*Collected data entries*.

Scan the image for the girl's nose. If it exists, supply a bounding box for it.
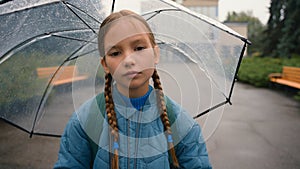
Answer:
[123,52,135,68]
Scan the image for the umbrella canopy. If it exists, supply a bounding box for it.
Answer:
[0,0,249,136]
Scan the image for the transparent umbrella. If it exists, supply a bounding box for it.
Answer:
[0,0,250,137]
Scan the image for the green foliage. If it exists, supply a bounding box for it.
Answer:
[225,11,265,55]
[262,0,300,58]
[0,52,63,107]
[238,55,300,87]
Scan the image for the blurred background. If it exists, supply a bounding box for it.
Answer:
[0,0,300,169]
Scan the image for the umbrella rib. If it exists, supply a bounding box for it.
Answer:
[160,40,198,63]
[142,7,251,44]
[0,28,95,64]
[62,1,97,34]
[111,0,115,13]
[30,34,94,137]
[52,34,97,44]
[0,117,30,134]
[228,42,247,101]
[68,49,98,61]
[193,99,230,119]
[0,0,13,5]
[66,2,101,24]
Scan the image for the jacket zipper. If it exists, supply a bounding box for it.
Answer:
[133,107,143,169]
[127,119,130,168]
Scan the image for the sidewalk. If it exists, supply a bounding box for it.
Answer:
[0,83,300,169]
[207,83,300,169]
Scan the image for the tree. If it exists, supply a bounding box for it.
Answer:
[263,0,300,58]
[225,11,265,54]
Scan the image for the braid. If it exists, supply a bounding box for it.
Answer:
[104,73,119,169]
[152,70,179,168]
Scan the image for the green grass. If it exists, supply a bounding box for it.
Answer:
[238,55,300,100]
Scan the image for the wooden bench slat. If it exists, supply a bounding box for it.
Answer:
[269,66,300,89]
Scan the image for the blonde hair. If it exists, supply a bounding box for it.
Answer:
[98,10,179,169]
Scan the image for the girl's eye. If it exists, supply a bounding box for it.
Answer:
[108,51,121,57]
[134,46,146,51]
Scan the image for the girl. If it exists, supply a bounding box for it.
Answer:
[54,10,211,169]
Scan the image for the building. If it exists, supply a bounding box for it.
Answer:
[179,0,248,55]
[182,0,219,20]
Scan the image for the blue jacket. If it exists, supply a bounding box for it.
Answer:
[54,89,211,169]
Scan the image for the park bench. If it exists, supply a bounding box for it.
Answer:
[269,66,300,89]
[37,65,88,86]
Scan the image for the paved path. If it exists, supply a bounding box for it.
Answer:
[0,84,300,169]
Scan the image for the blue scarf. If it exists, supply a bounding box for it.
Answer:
[120,85,153,110]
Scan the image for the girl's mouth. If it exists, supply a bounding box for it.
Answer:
[123,71,141,79]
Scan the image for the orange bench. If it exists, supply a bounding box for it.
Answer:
[269,66,300,89]
[37,65,88,86]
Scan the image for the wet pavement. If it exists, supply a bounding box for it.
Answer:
[0,83,300,169]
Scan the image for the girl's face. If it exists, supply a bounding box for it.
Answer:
[101,18,159,97]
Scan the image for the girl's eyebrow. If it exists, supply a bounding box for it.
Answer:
[104,36,147,51]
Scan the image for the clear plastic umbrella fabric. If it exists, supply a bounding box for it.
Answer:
[0,0,248,137]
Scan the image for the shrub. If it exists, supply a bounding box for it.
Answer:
[238,55,300,87]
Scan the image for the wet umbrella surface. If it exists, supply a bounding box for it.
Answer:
[0,0,249,136]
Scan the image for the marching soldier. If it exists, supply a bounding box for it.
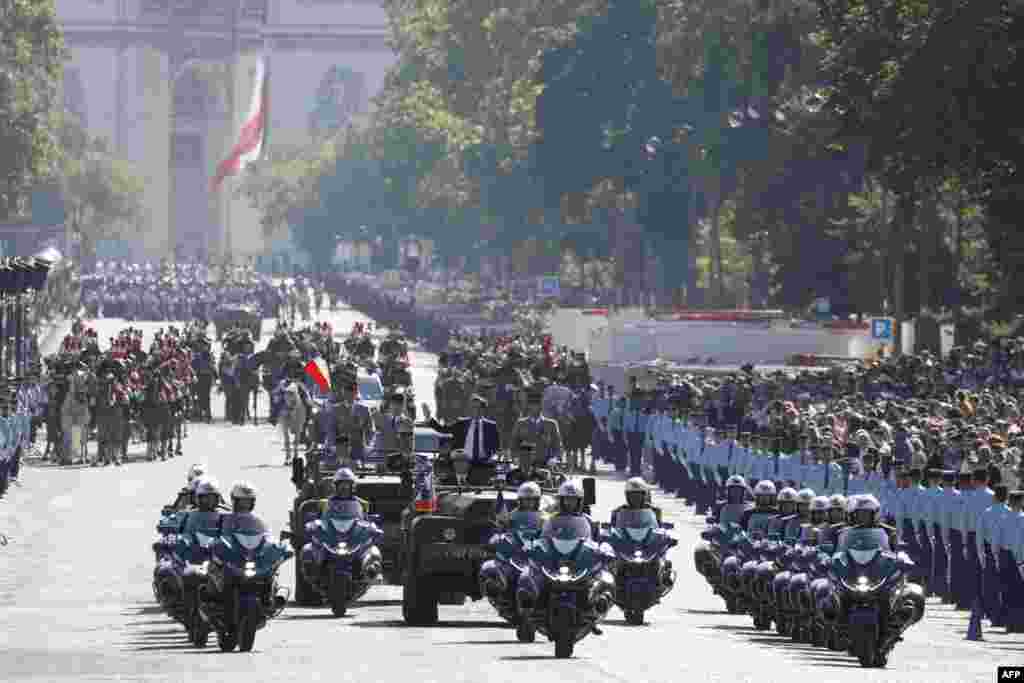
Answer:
[511,390,562,467]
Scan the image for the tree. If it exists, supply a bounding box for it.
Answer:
[58,114,143,262]
[0,0,66,221]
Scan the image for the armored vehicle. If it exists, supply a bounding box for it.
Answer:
[213,306,263,341]
[289,427,451,606]
[400,452,596,626]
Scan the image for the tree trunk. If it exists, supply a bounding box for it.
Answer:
[889,189,916,355]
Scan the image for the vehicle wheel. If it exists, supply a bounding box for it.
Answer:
[515,624,537,643]
[725,595,743,614]
[401,569,437,626]
[217,633,239,652]
[295,565,324,607]
[239,617,256,652]
[191,623,210,648]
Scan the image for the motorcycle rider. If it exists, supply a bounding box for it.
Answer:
[222,481,269,535]
[503,481,544,531]
[714,474,755,528]
[185,477,221,533]
[782,488,814,543]
[541,479,603,636]
[611,477,662,526]
[836,494,896,553]
[818,494,847,549]
[321,467,370,519]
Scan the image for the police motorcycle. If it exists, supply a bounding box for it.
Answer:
[516,480,615,658]
[480,481,551,643]
[693,474,754,614]
[299,468,384,616]
[199,483,295,652]
[809,494,847,652]
[769,488,815,640]
[601,477,679,626]
[153,464,206,610]
[740,481,797,633]
[823,495,925,668]
[778,496,828,645]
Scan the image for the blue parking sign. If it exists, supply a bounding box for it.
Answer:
[871,317,893,339]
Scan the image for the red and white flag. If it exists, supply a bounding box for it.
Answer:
[210,56,269,189]
[306,356,331,393]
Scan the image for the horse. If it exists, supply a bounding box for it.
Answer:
[278,381,307,465]
[96,374,128,465]
[142,375,174,460]
[60,370,92,466]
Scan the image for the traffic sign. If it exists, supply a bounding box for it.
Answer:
[538,275,561,298]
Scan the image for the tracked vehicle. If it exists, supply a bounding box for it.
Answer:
[401,452,596,626]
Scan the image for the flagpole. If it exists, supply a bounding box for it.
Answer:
[224,0,242,263]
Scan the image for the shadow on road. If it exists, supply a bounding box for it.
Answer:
[352,620,513,629]
[352,600,401,608]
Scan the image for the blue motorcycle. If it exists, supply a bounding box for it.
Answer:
[171,528,220,647]
[199,527,295,652]
[602,508,679,626]
[516,516,615,659]
[153,508,188,613]
[480,527,541,643]
[300,501,384,616]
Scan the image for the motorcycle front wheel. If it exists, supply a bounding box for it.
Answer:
[239,616,256,652]
[217,632,239,652]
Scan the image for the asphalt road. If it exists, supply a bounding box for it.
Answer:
[0,311,1024,683]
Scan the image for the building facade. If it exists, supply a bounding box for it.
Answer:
[56,0,394,260]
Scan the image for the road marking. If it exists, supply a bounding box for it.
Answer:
[50,496,72,510]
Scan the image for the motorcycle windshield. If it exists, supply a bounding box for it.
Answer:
[839,527,889,564]
[615,508,658,543]
[544,515,592,555]
[327,499,362,520]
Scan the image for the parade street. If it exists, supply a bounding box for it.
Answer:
[0,310,1024,683]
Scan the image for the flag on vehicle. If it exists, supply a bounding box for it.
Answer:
[305,356,331,393]
[210,56,269,190]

*To do*.
Reproduce the listing above verbatim, covering every line from start to finish. Leave the pictures out of your answer.

*Output below*.
Scan the image for the girl's nose. If it exists, supply a bounding box for it.
Answer:
[123,52,135,68]
Scan the image for the umbrella canopy. If it exists, supply a bounding box for it.
Answer:
[0,0,249,136]
Scan the image for the transparent umbrella. If it exists, supply a bounding box for it.
Answer:
[0,0,250,137]
Scan the image for the green foliage. If it exists, supply a bounding box for it.
Answer:
[225,11,265,55]
[262,0,300,58]
[0,52,63,107]
[238,55,300,87]
Scan the image for the blurred background. If it exists, supply a bounding box for it.
Answer:
[0,0,300,169]
Scan the image for the umbrella rib. If it exists, supply a bounding box for it.
Answer:
[160,40,198,63]
[142,7,251,44]
[0,28,95,64]
[62,1,97,34]
[111,0,115,13]
[30,34,94,137]
[52,34,97,44]
[0,117,30,134]
[228,42,247,101]
[68,49,98,61]
[193,99,230,119]
[0,0,13,5]
[66,2,101,24]
Scan the image for the jacket zipper. If it exists, supply a bounding box for it.
Answer:
[133,107,143,169]
[127,119,130,168]
Scan the image for the sidewalk. If it exists, supply a bounding box for it.
Answer:
[0,83,300,169]
[207,83,300,169]
Scan the image for the tree. If it exists, supply a bounding box for it.
Answer:
[263,0,300,58]
[225,11,265,54]
Scan the image for the braid. If it exists, supply a bounding box for it.
Answer:
[104,73,119,169]
[152,70,179,168]
Scan the image for the green grass. If it exists, supply a bounding box for it.
Answer:
[238,55,300,100]
Scan the image for the wooden bench slat. If it exists, supply a bounding box for it.
Answer:
[269,66,300,89]
Scan the image for the blonde hair. If it exists, supply a bounding box for it.
Answer:
[98,10,179,169]
Scan the image for the girl's eye. If it exists, supply a bounding box for it.
Answer:
[108,51,121,57]
[134,46,146,51]
Scan the image for the girl. If it exists, supply a bounding box for it.
Answer:
[54,10,211,169]
Scan the image for the building. If it exists, supply a bounding box for it.
Answer:
[179,0,248,55]
[182,0,219,20]
Scan the image for the blue jacket. If it exists, supply a bounding box for it.
Answer:
[54,89,211,169]
Scan the image for the park bench. If it exists, supply a bounding box for it.
Answer:
[269,66,300,89]
[37,65,88,86]
Scan the image for the paved path. If it exists, supply a bounding box for it.
Answer:
[0,84,300,169]
Scan the image for the blue scarf. If it exists, supply a bounding box for it.
Answer:
[120,85,153,110]
Scan the image for the girl's mouth. If it exists, supply a bounding box for it.
Answer:
[123,71,141,79]
Scan the image for the orange bench. If it exists, supply a bounding box for it.
Answer:
[269,66,300,89]
[37,65,88,86]
Scan the image for the wet pavement. If it exists, supply a bounding box for it.
Answer:
[0,83,300,169]
Scan the image for the girl's face. If it exists, supply a bounding box for it.
Answer:
[101,18,159,97]
Scan the image for the girl's eyebrow. If it exists, supply a bounding box for it.
Answer:
[104,36,147,51]
Scan the image for the clear plastic umbrella fabric. If it exists, supply a bounding box for it.
Answer:
[0,0,248,137]
Scan the image for the shrub. If it exists, supply a bounding box for it.
Answer:
[238,55,300,87]
Scan the image for the wet umbrella surface. If it exists, supply a bounding box for it.
Answer:
[0,0,249,136]
Scan the image for the marching soldier. If it exists, supply a bounding box for it.
Answer:
[511,390,562,467]
Scan the image for the tree. If it exists, supply a bounding box for it.
Answer:
[58,114,143,262]
[0,0,66,221]
Scan the image for the armored vehicle. If it exists, supply a bounding box for it.
Answer:
[213,306,263,341]
[289,427,451,606]
[400,452,596,626]
Scan the image for the tree trunk. If it exists, supply a bounding box for it.
Answer:
[889,189,916,355]
Scan the image for the vehicle wheel. If it exists, supply a bounding box for it.
Answer:
[515,624,537,643]
[725,595,743,614]
[401,569,437,626]
[217,633,239,652]
[295,565,324,607]
[239,617,256,652]
[191,623,210,648]
Scan the image for the motorcycle rider. If it exists, supply a bounding box for it.
Answer:
[222,481,269,535]
[503,481,544,531]
[714,474,755,528]
[185,477,221,533]
[782,488,814,543]
[541,479,603,636]
[611,477,662,526]
[836,494,896,553]
[818,494,847,549]
[321,467,370,519]
Scan the image for the police motorcycle. If it exists, supply a bounding box for it.
Answer:
[516,480,615,658]
[480,481,551,643]
[693,474,754,614]
[299,468,384,616]
[199,483,295,652]
[809,494,847,652]
[769,488,815,640]
[601,477,679,626]
[153,464,206,610]
[740,481,797,633]
[823,495,925,668]
[778,496,828,645]
Scan the image for the blue parking sign. If it exists, supply a bounding box for it.
Answer:
[871,317,893,339]
Scan the image for the red and white flag. If it exists, supply a bounding box for it.
Answer:
[210,56,269,189]
[306,356,331,393]
Scan the image for the horse. If it exists, supply a bounding box for it.
Answer:
[278,381,307,465]
[96,374,128,465]
[142,375,174,460]
[60,370,92,466]
Scan the image for the traffic sign. If it exists, supply a bounding box for it.
Answer:
[538,275,561,298]
Scan the image for the tracked vehicle. If it exists, supply a bounding box for it.
Answer:
[401,452,596,626]
Scan the image for the flagpole. If it exists, supply a bounding box for it.
Answer:
[224,0,242,263]
Scan the image for the shadow on road. If it exists, supply a bounding box for it.
Answer:
[352,620,513,629]
[352,600,401,608]
Scan the image for the blue motorcycle. If it exists, supply a bounding box for it.
Answer:
[171,528,220,647]
[199,527,295,652]
[602,508,679,626]
[516,516,615,659]
[153,508,188,613]
[480,527,541,643]
[300,501,384,616]
Scan the image for the motorcycle front wheel. If it exists, supply a bounding box for it.
Answer:
[239,616,256,652]
[217,632,239,652]
Scan the image for the asphalt road. If it exists, supply a bounding box for it.
Answer:
[0,311,1024,683]
Scan the image for the building facade. If it exists, supply a bounding box for it.
Answer:
[56,0,394,260]
Scan the image for the road marking. If it exists, supply a bounding box for it.
Answer:
[50,496,72,510]
Scan the image for the motorcycle windshield. If it exists, supply a bounding box for it.
Answer:
[839,527,889,564]
[615,508,658,543]
[544,515,592,555]
[327,499,362,520]
Scan the image for the parade street. If it exists, supply a bounding box for it.
Answer:
[0,310,1024,683]
Scan the image for the flag on vehicle. If it exists, supply a bounding box for it.
Answer:
[305,356,331,393]
[210,56,269,190]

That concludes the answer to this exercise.